READING PASSAGE:
Nearly 5,600 people are directly employed by pharmaceutical companies, a nine per cent increase compared to the 5,130 full time equivalent (FTE) employees reported in 2018.

The report from the University of Strathclyde’s Fraser of Allander Institute noted that the investment by pharmaceutical companies has a significant impact on the wider economy with every 10 jobs in the sector creating 17 elsewhere in the country.

This figure is higher than electrical equipment manufacturing, machinery manufacturing and textiles manufacturing and means the sector indirectly supports 15,250 jobs.

Pharmaceutical manufacturing is the second-largest spender on research and development after technical testing and analysis services, and supports 11,350 jobs alone throughout the economy.

The industry exports £575m worth of manufactured goods, up from £550m in 2017, and supports £2.5bn worth of industrial output every year.  The annual business spending on pharmaceutical research and development is now £165m- up almost £45m since 2012.

DATASET:
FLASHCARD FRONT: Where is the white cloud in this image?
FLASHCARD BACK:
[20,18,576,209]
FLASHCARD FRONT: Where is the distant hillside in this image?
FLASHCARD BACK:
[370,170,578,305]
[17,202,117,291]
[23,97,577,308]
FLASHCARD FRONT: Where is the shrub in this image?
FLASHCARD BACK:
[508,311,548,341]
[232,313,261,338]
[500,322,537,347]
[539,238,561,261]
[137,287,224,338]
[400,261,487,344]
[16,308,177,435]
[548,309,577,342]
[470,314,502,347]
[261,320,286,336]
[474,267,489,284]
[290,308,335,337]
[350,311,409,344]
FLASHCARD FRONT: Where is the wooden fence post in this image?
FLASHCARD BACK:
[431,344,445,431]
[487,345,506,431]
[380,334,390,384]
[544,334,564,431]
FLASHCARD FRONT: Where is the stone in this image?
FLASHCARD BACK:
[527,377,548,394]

APPLY WHAT YOU READ:
1: In the passage on the pharmaceutical industry, how many jobs does the sector indirectly support?
2: Carry on the passage on the pharmaceutical industry, starting after its last sentence.
The rows come from a different source than the passage on the pharmaceutical industry.

ANSWERS PROVIDED:
1: 15,250 jobs.

2:
Alison Culpan, director of the Association of British Pharmaceutical Industry (ABPI) Scotland, said: “In a year that has seen our companies stepping up and starting to lead us out of the pandemic with the vital vaccines we need, I am proud that the pharmaceutical industry continues to thrive in Scotland.

“It is important that the Scottish Government is ambitious and works with us to nurture and promote a sector which is not only exporting Scottish excellence around the world but delivering for the health of people here in Scotland.”